- _Tasks to complete_
1. In the Whiplash excerpt, why does the writer call it preposterous to argue that a better film would have accurately portrayed formal jazz mentorship? Answer in one to three sentences.
2. Please repeat the Whiplash excerpt word for word, everything from "Editor Evan Haga" down to "Land (photo by Dale Robinette/Lionsgate)".
3. According to the Whiplash excerpt, in what year was Damien Chazelle's film Whiplash released?

- _Excerpt_
Editor Evan Haga thinks out loud about what jazz means to a hit film, and vice versa

Damien Chazelle (left) directs Ryan Gosling in La La Land (photo by Dale Robinette/Lionsgate)
Damien Chazelle (left) directs Ryan Gosling in "La La Land" (photo by Dale Robinette/Lionsgate)

I had a grand time defending Damien Chazelle’s 2014 film, Whiplash, as it made its ascent toward the multiplexes. Whether cynical or idealistic, jazz defenders took aim at this tremendously entertaining flick early and often, as if refusing to realize that Chazelle used jazz education as the springboard for a fine genre movie, or a few of them at once—psychodrama, horror, sports. Over and over, I heard or read a preposterous argument that a better film would’ve accurately portrayed the joys and challenges of formal jazz mentorship. Until Clint Eastwood directs my spec script, Jamey Aebersold’s Summer Jazz Workshop: The Awakening, give me a break. Or, to quote the great playwright David Mamet: “[Drama is] not about nice things happening to nice people.”

- _Rows_
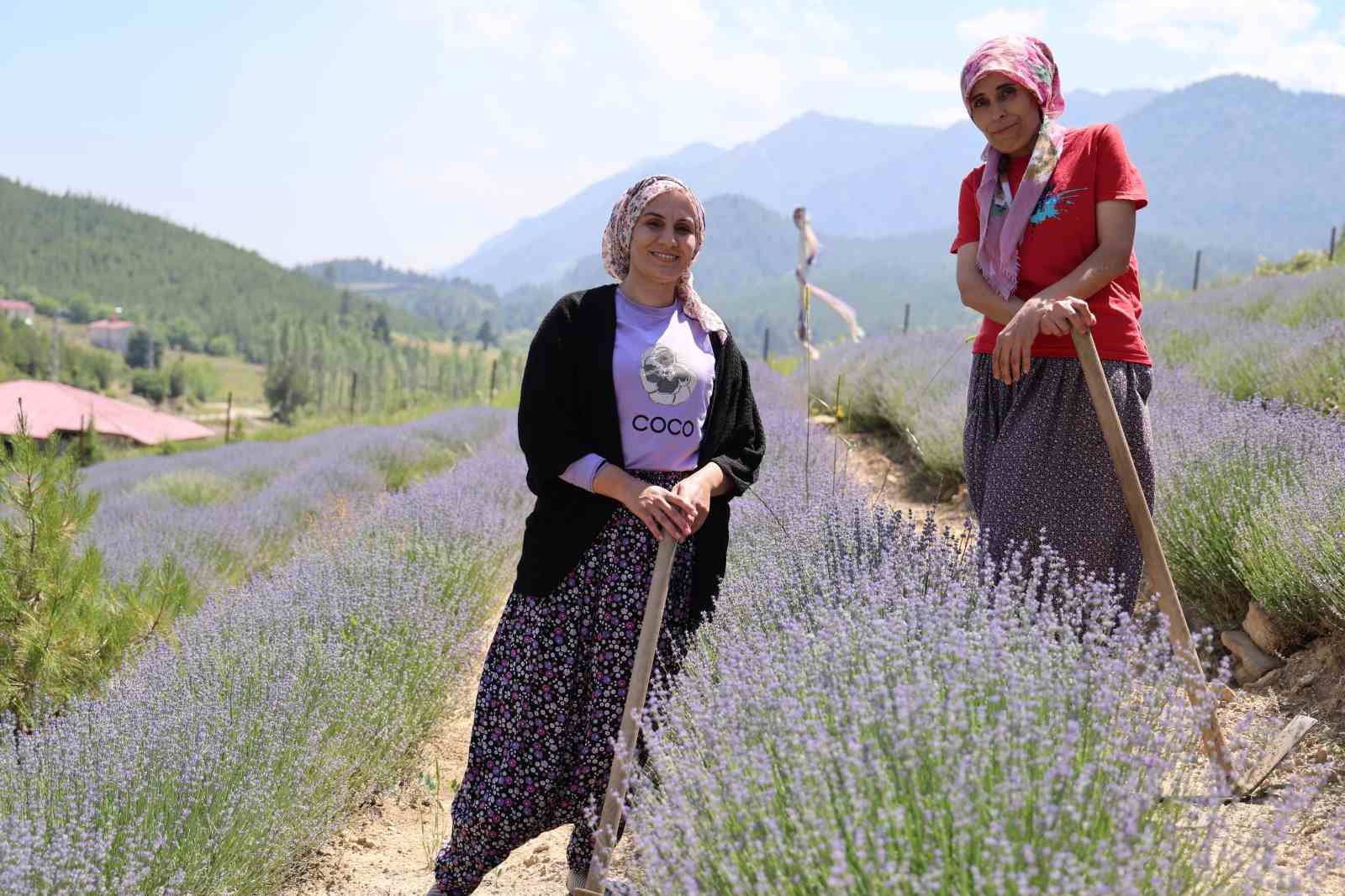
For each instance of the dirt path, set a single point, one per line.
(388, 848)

==

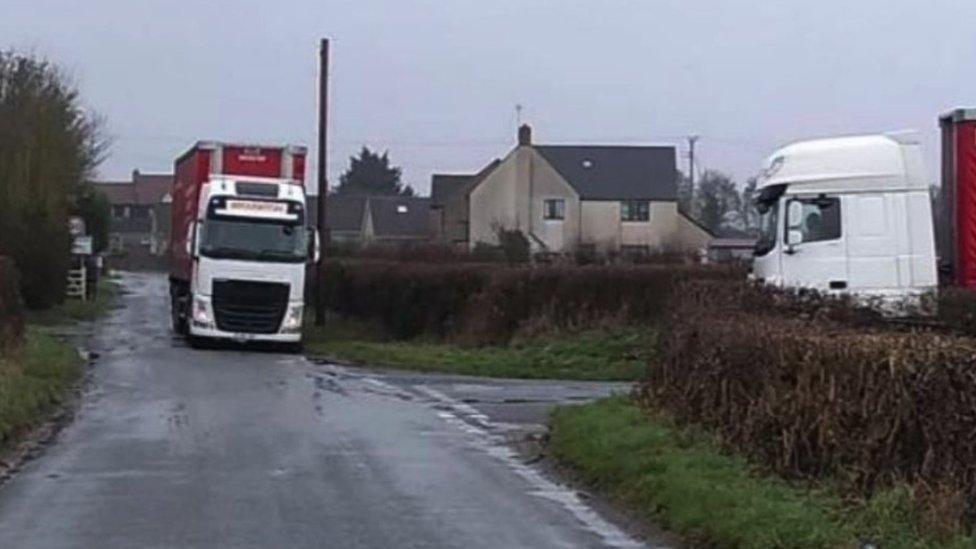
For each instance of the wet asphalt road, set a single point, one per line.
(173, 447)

- _Exercise results_
1. The writer holds that Chazelle used jazz education only as a springboard for a genre movie, or several at once: psychodrama, horror and sports. Drawing on David Mamet's line that drama is "not about nice things happening to nice people," the writer sees no reason the film should have shown the joys and challenges of mentorship.

2.
Editor Evan Haga thinks out loud about what jazz means to a hit film, and vice versa

Damien Chazelle (left) directs Ryan Gosling in La La Land (photo by Dale Robinette/Lionsgate)

3. 2014